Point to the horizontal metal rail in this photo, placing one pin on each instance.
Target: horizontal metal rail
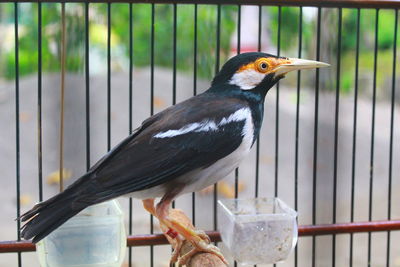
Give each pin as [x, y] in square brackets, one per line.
[312, 3]
[305, 230]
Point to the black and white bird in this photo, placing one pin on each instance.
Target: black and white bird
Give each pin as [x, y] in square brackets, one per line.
[182, 149]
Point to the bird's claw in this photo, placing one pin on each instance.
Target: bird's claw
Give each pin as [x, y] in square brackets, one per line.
[201, 246]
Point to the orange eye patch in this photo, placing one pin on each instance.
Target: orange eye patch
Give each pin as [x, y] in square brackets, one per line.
[263, 65]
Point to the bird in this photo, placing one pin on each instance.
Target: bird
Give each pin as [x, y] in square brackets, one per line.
[182, 149]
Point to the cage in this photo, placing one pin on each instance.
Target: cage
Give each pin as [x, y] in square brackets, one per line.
[329, 145]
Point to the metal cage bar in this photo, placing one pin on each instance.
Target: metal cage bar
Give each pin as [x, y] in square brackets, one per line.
[311, 230]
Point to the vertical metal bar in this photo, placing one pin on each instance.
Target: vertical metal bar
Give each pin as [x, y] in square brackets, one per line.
[130, 115]
[391, 135]
[174, 63]
[315, 152]
[152, 107]
[63, 54]
[371, 169]
[194, 93]
[17, 128]
[87, 82]
[258, 139]
[277, 108]
[296, 157]
[39, 103]
[353, 160]
[174, 56]
[335, 156]
[238, 52]
[108, 76]
[217, 59]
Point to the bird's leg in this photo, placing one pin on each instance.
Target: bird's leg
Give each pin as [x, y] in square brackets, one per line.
[148, 205]
[197, 239]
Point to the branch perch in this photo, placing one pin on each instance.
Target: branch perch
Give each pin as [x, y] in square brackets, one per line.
[200, 259]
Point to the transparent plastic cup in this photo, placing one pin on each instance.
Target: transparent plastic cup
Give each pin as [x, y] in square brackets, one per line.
[94, 237]
[257, 231]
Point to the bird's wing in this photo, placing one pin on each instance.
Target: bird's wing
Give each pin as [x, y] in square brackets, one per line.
[193, 134]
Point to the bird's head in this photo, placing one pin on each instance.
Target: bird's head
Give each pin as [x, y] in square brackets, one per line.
[260, 71]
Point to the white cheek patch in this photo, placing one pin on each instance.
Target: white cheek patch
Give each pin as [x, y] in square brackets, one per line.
[247, 79]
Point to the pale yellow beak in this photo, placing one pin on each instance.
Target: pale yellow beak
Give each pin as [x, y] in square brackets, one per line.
[291, 64]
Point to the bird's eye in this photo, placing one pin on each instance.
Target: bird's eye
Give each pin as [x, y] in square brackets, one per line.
[262, 66]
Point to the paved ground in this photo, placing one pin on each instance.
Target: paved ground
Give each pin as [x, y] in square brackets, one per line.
[75, 157]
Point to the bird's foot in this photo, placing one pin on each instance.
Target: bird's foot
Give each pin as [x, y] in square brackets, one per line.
[200, 243]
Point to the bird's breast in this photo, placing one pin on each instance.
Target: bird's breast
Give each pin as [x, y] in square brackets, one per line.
[201, 178]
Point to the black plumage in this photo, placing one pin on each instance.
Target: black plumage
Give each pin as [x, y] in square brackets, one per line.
[172, 150]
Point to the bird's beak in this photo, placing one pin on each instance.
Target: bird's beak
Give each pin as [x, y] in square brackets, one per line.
[290, 64]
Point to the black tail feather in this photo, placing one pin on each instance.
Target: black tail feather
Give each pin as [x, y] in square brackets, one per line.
[46, 216]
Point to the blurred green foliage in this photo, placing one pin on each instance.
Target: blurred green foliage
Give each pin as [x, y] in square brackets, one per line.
[141, 19]
[163, 37]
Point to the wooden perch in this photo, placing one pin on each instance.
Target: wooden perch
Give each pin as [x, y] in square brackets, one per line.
[200, 259]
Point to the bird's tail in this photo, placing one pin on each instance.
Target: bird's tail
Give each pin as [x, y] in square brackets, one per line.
[46, 216]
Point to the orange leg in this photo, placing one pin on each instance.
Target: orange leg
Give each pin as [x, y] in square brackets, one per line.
[198, 240]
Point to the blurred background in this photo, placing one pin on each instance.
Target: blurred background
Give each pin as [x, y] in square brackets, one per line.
[202, 46]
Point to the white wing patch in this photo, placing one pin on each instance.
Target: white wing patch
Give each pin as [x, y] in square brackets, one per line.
[207, 125]
[247, 79]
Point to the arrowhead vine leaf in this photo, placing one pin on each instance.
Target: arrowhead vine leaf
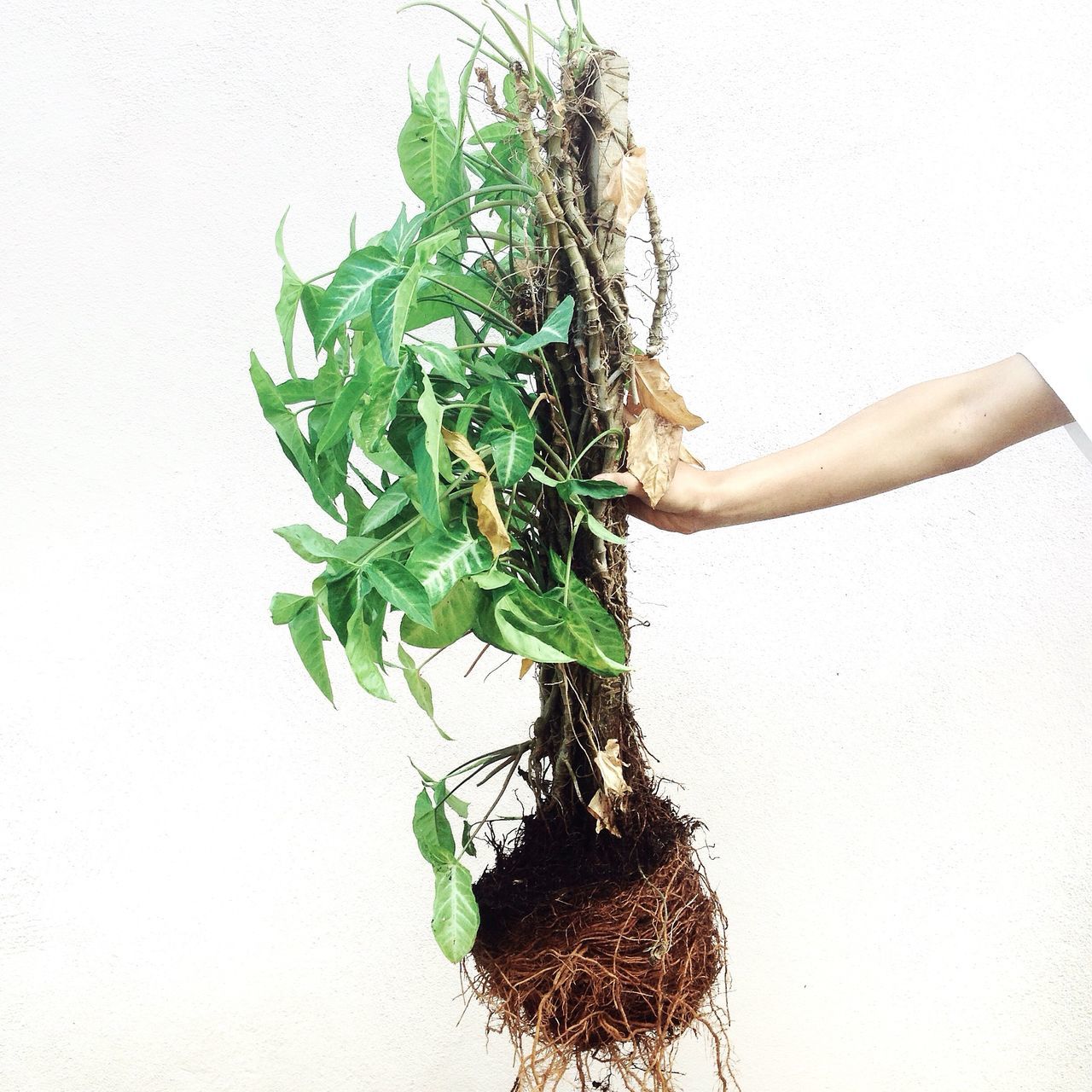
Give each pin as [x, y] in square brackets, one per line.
[627, 186]
[655, 392]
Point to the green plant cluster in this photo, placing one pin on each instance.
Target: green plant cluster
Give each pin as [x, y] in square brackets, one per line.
[377, 433]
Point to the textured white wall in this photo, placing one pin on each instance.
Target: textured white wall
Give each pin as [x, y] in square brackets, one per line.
[209, 882]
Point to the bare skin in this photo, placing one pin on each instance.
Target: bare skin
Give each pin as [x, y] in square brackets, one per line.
[932, 428]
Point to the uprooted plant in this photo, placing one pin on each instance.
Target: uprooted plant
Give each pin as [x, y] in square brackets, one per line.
[479, 356]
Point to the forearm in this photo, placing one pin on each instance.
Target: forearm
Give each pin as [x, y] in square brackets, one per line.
[928, 429]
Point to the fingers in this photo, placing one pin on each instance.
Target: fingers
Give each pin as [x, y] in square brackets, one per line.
[624, 479]
[666, 521]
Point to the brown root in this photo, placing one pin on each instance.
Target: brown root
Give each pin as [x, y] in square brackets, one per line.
[597, 952]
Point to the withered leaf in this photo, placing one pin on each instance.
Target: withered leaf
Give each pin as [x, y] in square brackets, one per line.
[460, 447]
[609, 764]
[655, 391]
[601, 810]
[654, 444]
[490, 521]
[627, 186]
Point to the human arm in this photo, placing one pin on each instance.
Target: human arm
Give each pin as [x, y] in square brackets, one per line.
[932, 428]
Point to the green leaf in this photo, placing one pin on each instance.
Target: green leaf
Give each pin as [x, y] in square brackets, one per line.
[311, 299]
[284, 607]
[308, 543]
[400, 237]
[589, 487]
[307, 636]
[401, 589]
[379, 409]
[292, 440]
[390, 306]
[603, 532]
[341, 600]
[427, 148]
[363, 653]
[428, 496]
[388, 505]
[443, 362]
[503, 624]
[348, 293]
[591, 623]
[287, 308]
[346, 401]
[445, 556]
[279, 242]
[296, 390]
[423, 694]
[428, 482]
[455, 911]
[437, 96]
[452, 619]
[433, 831]
[511, 433]
[555, 328]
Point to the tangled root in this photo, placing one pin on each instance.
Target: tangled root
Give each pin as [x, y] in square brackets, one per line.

## Aim of the exercise
Please output all of the entries above exactly, but without any picture.

## Task response
Point to the horizontal metal rail in this photo, placing one pin on each instance.
Target: horizontal metal rail
Give each pin as [x, y] in square brackets, one per line.
[312, 3]
[305, 230]
Point to the black and white bird in this photo, placing one pin on each instance.
Target: black and white bird
Give each pin as [x, y] in square brackets, one per line.
[182, 149]
Point to the bird's claw in this photo, placing one pin on each instance.
Target: bird's claw
Give each pin as [x, y] in square brackets, one per line.
[201, 246]
Point to the orange eye patch in this photo, placing one pin on each instance.
Target: orange eye patch
Give each pin as [x, y] in square brackets, one per line.
[263, 65]
Point to the bird in this photo, placing one pin on each instance.
Target: bird
Give each pin as [x, y] in square brackets, one per line.
[182, 149]
Point to the cage in this photo, placing one pin on each instance.
Target: cage
Give each pin as [x, y] in square brackets, one per line.
[329, 145]
Point to the metal cage bar in this photo, placing one pin on each instance.
Target: metal cage bar
Give each pin as [x, y] in square brackets, one per line.
[311, 230]
Point to the vertical metal bar in this photo, placing one pin on each instance.
Target: vertical metal bar
Give each pin as [x, y] in square brackets, one per line.
[130, 115]
[391, 135]
[174, 63]
[315, 152]
[152, 107]
[63, 54]
[371, 169]
[194, 93]
[17, 128]
[87, 82]
[258, 139]
[277, 108]
[296, 157]
[39, 103]
[353, 160]
[174, 56]
[335, 156]
[238, 52]
[108, 76]
[217, 59]
Point to the bird's leg in this photo, placing one pin on each instance.
Target: bird's leg
Give each pin as [x, y] in square brackets, one per line.
[148, 205]
[197, 239]
Point to the branch perch in this photo, placing one pin on each instance.
Target: branch perch
Give each pin as [x, y] in square brackets, one per line.
[200, 259]
Point to the transparent plastic cup in this photo, placing one pin on each instance.
Target: transparent plastic cup
Give each pin as [x, y] in square brackets, one per line.
[94, 237]
[257, 231]
Point to the bird's wing in this photo, placing one pin on each instance.
Target: bird's wing
Give each pin as [x, y] in square brackets, one per line.
[193, 134]
Point to the bird's head in this photo, placing one pin on each instance.
Target: bird's head
Give each pin as [x, y] in square brackets, one per line.
[260, 71]
Point to the white cheek patch in this photo, placing one pin on each instance.
Target: white cheek patch
Give each pin as [x, y] in square brackets, one per line.
[247, 79]
Point to the pale yellow beak in this photo, placing one pin on each instance.
Target: pale yellow beak
Give each pin as [x, y] in square brackets, one per line.
[291, 64]
Point to the bird's eye in this photo, placing one pin on each instance.
Target: bird's eye
Give each pin as [x, y] in square brackets, one per line.
[262, 66]
Point to the paved ground in this photo, placing one pin on each instance.
Target: paved ground
Give each pin as [x, y] in square brackets, one per line.
[75, 157]
Point to the bird's foot in this photo, placing one pin on each instance.
Target: bird's foot
Give each pin as [x, y] in square brackets, one per line.
[200, 243]
Point to the bird's breast in this photo, placing one pin on each instance.
Target: bird's breast
Give each pin as [x, y] in square brackets, one per line.
[201, 178]
Point to the black plumage in this photo, placing one pin on each instance.
Target: black plumage
Give each pin as [x, y] in square brackets, one per line.
[172, 150]
Point to the bird's beak in this photo, placing one pin on each instance.
Target: bird's beak
Give each pin as [x, y] in square brackets, one per line.
[290, 64]
Point to the black tail feather in this photo, placing one pin on each instance.
Target: black tail feather
Give each pin as [x, y] in square brackets, one per line.
[46, 216]
Point to the blurred green foliage in this photo, placing one pin on each instance.
Target: blurred green foliage
Give each pin as [x, y] in square brackets, one per line.
[141, 19]
[163, 37]
Point to the wooden perch in this photo, placing one pin on each instance.
Target: wooden perch
Give each pin as [x, y] in square brackets, one per line.
[200, 259]
Point to the bird's tail in this photo, placing one pin on each instance.
Target: bird's tail
Give each pin as [x, y] in square brackets, one per line.
[46, 216]
Point to the orange leg in this photo, placing one pin on each instance.
Target: orange leg
Give each pin as [x, y] in square brackets, one per line.
[198, 240]
Point to the blurred background in this photo, placing one pin on each instance.
Target: blurred background
Give each pin as [x, y] in square brackets, one per line.
[202, 46]
Point to the white wing patch in this photo, placing one pin on each instance.
Target: white wing patch
Give each pin as [x, y] in square brackets, one per line.
[207, 125]
[247, 79]
Point to the arrowhead vine leaf in this photo, placing one pin on each instance.
Target: arrowhead vine leaf
Give each pin as [x, y] in square brackets, one per line.
[627, 186]
[655, 392]
Point to the green plant cluster in this photo, placing one pin on each instance.
Target: green plant cluster
Give each pin as [x, y] in square brackets, one per line.
[377, 433]
Point to the textured white wall in this photo, placing one pin on each instance.
Target: textured white wall
Give each pin as [x, y] in square brackets, one per line.
[209, 882]
Point to the bare skin in this photo, placing one pin on each instance.
Target: bare skin
Give each pin as [x, y] in square brackets, one per line.
[932, 428]
Point to the uprooted plant in this photo, placing one pin on each instance.
Target: uprooted plant
Give each pin as [x, y] in square brackets, one per line.
[479, 356]
Point to the forearm in this photo, placing one pin on each instance.
Target: forearm
Give each pin as [x, y] in square brackets, one per line.
[928, 429]
Point to the fingers in this photo, placing one pin on each instance.
Target: fingers
Give each pin as [x, y] in square brackets, one per line.
[624, 479]
[666, 521]
Point to the brown root in this photo, placing one pin on each instance.
Target: brown root
Give each pin as [x, y] in square brackets, one per line.
[597, 952]
Point to the withered leaf in this photo, placing one pin on each instance.
Target: withered leaf
Give each pin as [x, y] in square brackets, one per line.
[460, 447]
[609, 764]
[655, 391]
[601, 810]
[654, 444]
[490, 521]
[627, 186]
Point to the human arm in this photo, placing one pin on each instance.
Target: human arm
Give each pin as [x, y] in square brackets, one per line.
[932, 428]
Point to the green leaf in this photo, placing one pin on each instance.
Target: green leaf
Give each pin as [x, y] in square brackets, one per line.
[311, 299]
[284, 607]
[308, 543]
[400, 237]
[589, 487]
[307, 636]
[401, 589]
[379, 409]
[292, 440]
[390, 306]
[603, 532]
[341, 600]
[427, 148]
[363, 653]
[428, 496]
[388, 505]
[443, 362]
[503, 624]
[348, 293]
[591, 623]
[287, 308]
[346, 401]
[445, 556]
[279, 242]
[296, 390]
[423, 694]
[428, 482]
[455, 911]
[437, 96]
[452, 619]
[433, 831]
[511, 433]
[555, 328]
Point to the tangled root in this photo, placing one pin on each instance.
Target: tangled root
Give each pin as [x, y] in square brackets, one per line.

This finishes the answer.